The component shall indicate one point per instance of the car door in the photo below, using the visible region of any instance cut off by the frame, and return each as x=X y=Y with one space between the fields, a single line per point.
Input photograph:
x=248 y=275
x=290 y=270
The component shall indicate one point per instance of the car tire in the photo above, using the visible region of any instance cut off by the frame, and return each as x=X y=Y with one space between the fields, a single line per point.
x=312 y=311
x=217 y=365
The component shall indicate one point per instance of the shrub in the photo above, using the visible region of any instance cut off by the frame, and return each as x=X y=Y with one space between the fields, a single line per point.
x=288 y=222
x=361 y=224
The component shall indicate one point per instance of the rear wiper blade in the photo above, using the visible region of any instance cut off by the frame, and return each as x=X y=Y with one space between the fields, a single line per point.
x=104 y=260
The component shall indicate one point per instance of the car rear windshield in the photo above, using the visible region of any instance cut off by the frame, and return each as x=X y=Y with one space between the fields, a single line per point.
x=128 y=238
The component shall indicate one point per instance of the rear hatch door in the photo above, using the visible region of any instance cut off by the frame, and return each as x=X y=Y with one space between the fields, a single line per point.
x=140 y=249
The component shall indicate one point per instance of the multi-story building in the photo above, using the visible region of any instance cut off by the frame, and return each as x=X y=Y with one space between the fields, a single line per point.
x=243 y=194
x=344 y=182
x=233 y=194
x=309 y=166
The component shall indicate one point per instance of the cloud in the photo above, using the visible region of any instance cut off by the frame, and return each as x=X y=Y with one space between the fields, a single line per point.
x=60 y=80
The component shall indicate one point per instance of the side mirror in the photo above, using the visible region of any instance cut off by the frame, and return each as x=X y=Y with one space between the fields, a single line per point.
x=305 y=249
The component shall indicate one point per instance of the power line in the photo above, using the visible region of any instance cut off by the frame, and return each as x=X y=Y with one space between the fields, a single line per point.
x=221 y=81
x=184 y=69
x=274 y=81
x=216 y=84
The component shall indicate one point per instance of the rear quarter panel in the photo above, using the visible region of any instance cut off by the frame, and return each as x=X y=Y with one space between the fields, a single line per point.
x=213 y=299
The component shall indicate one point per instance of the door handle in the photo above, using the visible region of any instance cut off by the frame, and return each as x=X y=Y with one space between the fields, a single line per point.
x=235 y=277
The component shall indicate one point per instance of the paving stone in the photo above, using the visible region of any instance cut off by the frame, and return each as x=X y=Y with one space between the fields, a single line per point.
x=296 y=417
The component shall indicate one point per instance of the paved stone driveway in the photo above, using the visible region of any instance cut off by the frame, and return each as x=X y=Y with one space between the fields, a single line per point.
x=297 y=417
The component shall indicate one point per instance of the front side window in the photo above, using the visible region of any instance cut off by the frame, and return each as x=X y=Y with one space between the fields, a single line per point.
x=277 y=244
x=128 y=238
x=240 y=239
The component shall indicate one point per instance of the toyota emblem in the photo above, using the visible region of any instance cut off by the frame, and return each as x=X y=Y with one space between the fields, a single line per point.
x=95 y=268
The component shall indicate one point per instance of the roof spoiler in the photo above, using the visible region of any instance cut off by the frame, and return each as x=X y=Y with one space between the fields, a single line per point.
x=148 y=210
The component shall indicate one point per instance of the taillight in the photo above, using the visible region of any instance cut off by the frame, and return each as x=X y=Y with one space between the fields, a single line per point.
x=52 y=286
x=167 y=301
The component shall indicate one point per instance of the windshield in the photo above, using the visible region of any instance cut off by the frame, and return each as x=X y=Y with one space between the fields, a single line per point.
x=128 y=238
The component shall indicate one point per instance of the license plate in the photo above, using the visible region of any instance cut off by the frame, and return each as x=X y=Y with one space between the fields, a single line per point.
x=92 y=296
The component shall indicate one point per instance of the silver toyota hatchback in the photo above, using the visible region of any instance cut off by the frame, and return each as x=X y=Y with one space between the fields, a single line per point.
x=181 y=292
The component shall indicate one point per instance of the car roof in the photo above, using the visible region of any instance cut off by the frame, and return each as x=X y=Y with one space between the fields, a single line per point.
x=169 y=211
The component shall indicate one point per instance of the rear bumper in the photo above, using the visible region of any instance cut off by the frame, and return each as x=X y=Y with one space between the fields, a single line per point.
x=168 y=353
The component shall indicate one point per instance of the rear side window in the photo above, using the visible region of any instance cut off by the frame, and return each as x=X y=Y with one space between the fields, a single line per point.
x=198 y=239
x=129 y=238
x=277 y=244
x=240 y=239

· · · · ·

» Your objective: Rewrite all the items above, changing every occurrence of "single line" to "separate line" and leaving everything else unchanged.

» The response:
The component shall indicate one point per instance of the car door in the photo below, using the visible region of any instance cut off by the frame, and return each as x=X y=Y with one space between the fields, a separate line per point.
Input photograph:
x=248 y=275
x=290 y=270
The component shall indicate one point per instance of the car tire in the photo above, using the visible region of any instance cut off by the frame, and return each as x=X y=Y with one space between the fields, a separate line per point.
x=312 y=311
x=217 y=365
The component shall indicate one point per instance of the shrub in the photo above, using the visible region of any instance cut off by the frame, and return each as x=X y=Y with one space between the fields, a separate line per point.
x=288 y=222
x=361 y=224
The component shall indicate one point per instance of the rear wiper blade in the photo above, using the visible region of any instance cut off by the frame, and return each as x=X y=Y with one space between the fields, a separate line per point.
x=104 y=260
The component shall indicate one point per instance of the car rear windshield in the photo above, using the visible region of any instance cut off by the frame, and return each as x=X y=Y with one space between the fields, a separate line per point.
x=128 y=238
The component shall indicate one point per instance of the rear hatch door in the photo above, using the visible region of any instance cut off by the frame, and return each as x=X y=Y with one space between the fields, a separate line per point.
x=140 y=249
The component shall indicate one point per instance of the multi-story building in the photo above, using the visible region of any instance cut off by the frame, and return each as x=X y=Y with one space between the fields, a separate line per point.
x=243 y=194
x=344 y=182
x=233 y=194
x=309 y=166
The component shall indicate one point per instance of the cloud in the photo above, using the visible region of any instance cut off by the frame, and return each as x=X y=Y with one space between the fields, a separate line per point.
x=60 y=80
The component shall indicate one point per instance of the side mirror in the photo above, using the visible region of any instance cut off by the frame, and return each as x=X y=Y with one space between the fields, a separate line per point.
x=305 y=249
The component shall indicate one point per instance of the power line in the photo above, using the visible region of any instance cut off by the frame, and return each as x=X y=Y with one space between the fields, a separate line per point.
x=221 y=81
x=184 y=69
x=274 y=81
x=216 y=84
The component shall indicate one point per instance of the rear quarter panel in the photo above, using the visible region of any instance cut off by the frame, and return each as x=X y=Y with one space between the fields, a separate line per point.
x=213 y=299
The component shall indicate one point per instance of the door handle in the photo above, using the visible region of any instance cut off by the frame, and return each as x=X y=Y with one space between the fields, a separate line per point.
x=235 y=277
The component shall indicate one point per instance of the paving stone in the photo above, using the visible region of any instance cut off by the frame, and return each as x=X y=Y with one space between the fields, a separate line per point.
x=296 y=417
The component shall indicate one point per instance of the paved stone driveway in the photo above, using the visible region of any instance cut off by the frame, and return each as x=X y=Y with one space between the fields, a separate line per point.
x=297 y=417
The component shall indicate one point per instance of the front side window in the photo above, using the visible region of any instance cut off by the frame, and return each as x=X y=Y with one space between the fields, a separate line per point.
x=277 y=244
x=128 y=238
x=240 y=239
The component shall indicate one point per instance of the toyota emblem in the photo above, using the visible region of any instance cut off by the frame, and return each as x=X y=Y with one space between the fields, a separate line per point.
x=95 y=268
The component shall indicate one point per instance of the roof spoiler in the photo above, using the visible region of any instance cut off by the frame, and return each as x=X y=Y with one space between the fields, a separate line per point.
x=148 y=210
The component shall indicate one point per instance of the taillight in the photo above, using the visible region of any instance cut off by the frame, and return each as x=X y=Y with one space between the fields, a separate line per point.
x=52 y=286
x=167 y=301
The component shall indicate one point per instance of the windshield in the photo above, using the visible region of any instance cut off by the frame, and return each as x=X y=Y with one space between the fields, a separate line per point.
x=128 y=238
The component shall indicate one point per instance of the license plate in the photo above, using the visible region of any instance cut off by the frame, and return each as x=X y=Y with one space between the fields, a separate line per point.
x=92 y=296
The component shall indicate one point per instance of the silver toyota hatchback in the photo above, using the visible region of any instance cut off by the frame, and return each as x=X y=Y with one space between the fields, a separate line per point.
x=181 y=292
The component shall indicate one point per instance of the car roof in the photo above, using the visible region of any instance cut off by the frame, and return each as x=X y=Y with one space between the fields, a separate line per point.
x=169 y=211
The component shall indicate one point per instance of the rear bumper in the photo above, using the visible region of any instance cut off by the frame, and return each as x=X y=Y with one space between the fields, a separate line per point.
x=168 y=353
The component shall indicate one point per instance of the rear side window in the photo above, using the visible region of any instance cut off by the frame, and return each as x=X y=Y with one space between the fields, a separate line per point.
x=198 y=239
x=129 y=238
x=277 y=244
x=240 y=239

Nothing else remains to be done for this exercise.